## GOAL
Turn the lines of the entries below into a numbered list, dropping blank lines and leaving the pictures out.

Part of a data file
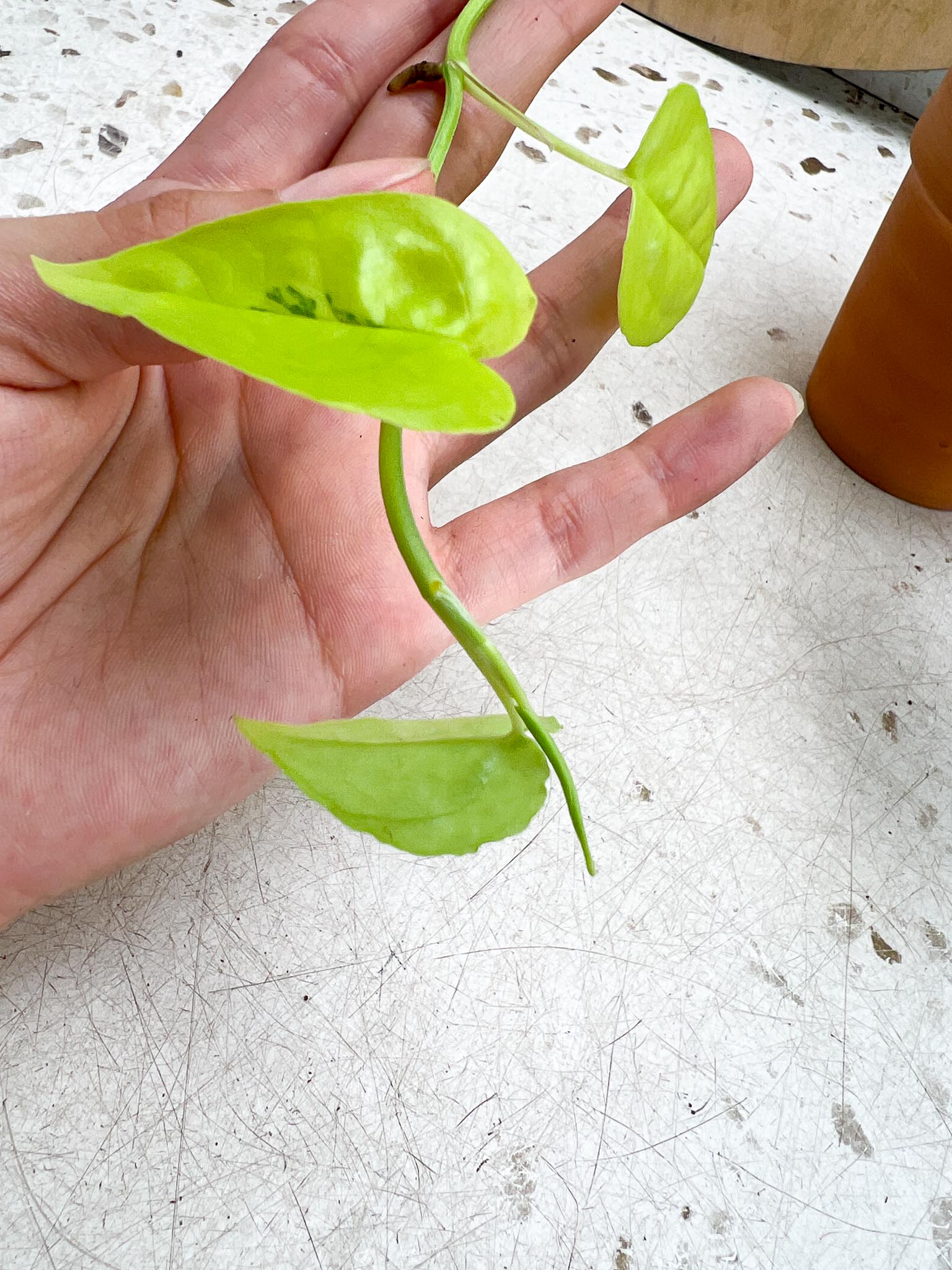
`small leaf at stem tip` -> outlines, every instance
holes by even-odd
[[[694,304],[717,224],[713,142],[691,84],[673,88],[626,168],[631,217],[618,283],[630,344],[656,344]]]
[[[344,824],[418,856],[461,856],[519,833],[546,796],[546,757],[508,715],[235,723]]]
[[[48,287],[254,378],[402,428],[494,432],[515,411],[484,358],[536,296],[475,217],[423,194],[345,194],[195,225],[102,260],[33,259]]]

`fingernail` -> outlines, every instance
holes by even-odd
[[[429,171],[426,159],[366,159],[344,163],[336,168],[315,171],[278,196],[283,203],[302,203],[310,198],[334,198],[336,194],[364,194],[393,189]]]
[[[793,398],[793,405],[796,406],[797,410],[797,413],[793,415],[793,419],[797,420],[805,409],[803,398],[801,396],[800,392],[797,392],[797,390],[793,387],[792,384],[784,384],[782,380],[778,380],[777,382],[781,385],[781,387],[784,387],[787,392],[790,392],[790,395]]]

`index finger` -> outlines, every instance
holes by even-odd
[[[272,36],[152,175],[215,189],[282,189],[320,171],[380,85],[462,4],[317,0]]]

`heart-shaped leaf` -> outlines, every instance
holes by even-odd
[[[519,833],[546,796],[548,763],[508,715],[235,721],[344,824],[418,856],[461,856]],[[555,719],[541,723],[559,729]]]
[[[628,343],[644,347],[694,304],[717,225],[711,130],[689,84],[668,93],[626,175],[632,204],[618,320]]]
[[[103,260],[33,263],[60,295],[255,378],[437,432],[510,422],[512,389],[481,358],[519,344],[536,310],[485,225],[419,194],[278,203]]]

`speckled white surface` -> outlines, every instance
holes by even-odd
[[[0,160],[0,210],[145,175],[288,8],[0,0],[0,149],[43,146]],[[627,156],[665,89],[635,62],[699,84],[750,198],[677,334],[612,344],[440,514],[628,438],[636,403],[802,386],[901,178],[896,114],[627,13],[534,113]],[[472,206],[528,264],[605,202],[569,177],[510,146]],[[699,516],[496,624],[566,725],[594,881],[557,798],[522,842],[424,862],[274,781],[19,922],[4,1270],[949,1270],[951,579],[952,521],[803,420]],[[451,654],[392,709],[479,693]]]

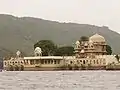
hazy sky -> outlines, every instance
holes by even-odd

## CORRECT ANSWER
1. `small leaf at stem tip` -> outlines, every instance
2. holes by even-odd
3. [[[694,304],[717,224],[713,142],[691,84],[673,88],[626,168],[631,217],[618,283],[630,344],[656,344]]]
4. [[[344,824],[418,856],[461,856],[519,833],[546,796],[546,757],[508,715],[235,723]]]
5. [[[48,287],[254,378],[402,428],[494,432],[515,411],[484,358],[536,296],[475,217],[423,194],[345,194],[195,225],[102,260],[33,259]]]
6. `fingernail` -> outlines, every instance
7. holes by even-odd
8. [[[429,171],[426,159],[366,159],[344,163],[336,168],[315,171],[278,196],[283,203],[302,203],[310,198],[334,198],[336,194],[364,194],[393,189]]]
9. [[[793,398],[793,405],[796,406],[797,410],[797,413],[793,415],[793,419],[797,420],[805,409],[803,398],[801,396],[800,392],[797,392],[797,390],[793,387],[792,384],[784,384],[782,380],[778,380],[777,382],[781,385],[781,387],[784,387],[787,392],[790,392],[790,395]]]
10. `index finger` -> outlines, every instance
11. holes by even-odd
12. [[[272,36],[152,175],[215,189],[282,189],[320,171],[380,85],[462,4],[317,0]]]
13. `heart-shaped leaf` -> outlines, every instance
14. holes by even-odd
15. [[[519,833],[546,796],[548,763],[508,715],[235,721],[344,824],[418,856],[461,856]],[[555,719],[541,723],[559,729]]]
16. [[[628,343],[644,347],[694,304],[717,225],[711,130],[689,84],[668,93],[626,175],[632,204],[618,320]]]
17. [[[103,260],[33,263],[60,295],[255,378],[437,432],[510,422],[512,389],[481,358],[519,344],[536,310],[485,225],[419,194],[278,203]]]
18. `speckled white surface` -> outlines, every instance
19. holes by even-odd
20. [[[0,160],[0,210],[145,175],[288,8],[0,0],[0,149],[43,146]],[[627,156],[665,89],[635,62],[699,84],[750,198],[677,334],[612,344],[440,514],[628,438],[636,403],[802,386],[901,178],[896,114],[627,13],[534,113]],[[472,206],[528,264],[605,202],[569,177],[510,146]],[[699,516],[496,624],[566,725],[594,881],[557,798],[522,842],[424,862],[274,781],[19,922],[4,1270],[949,1270],[951,579],[952,521],[803,420]],[[451,654],[392,709],[479,693]]]
21. hazy sky -> outlines, every instance
22. holes by even-odd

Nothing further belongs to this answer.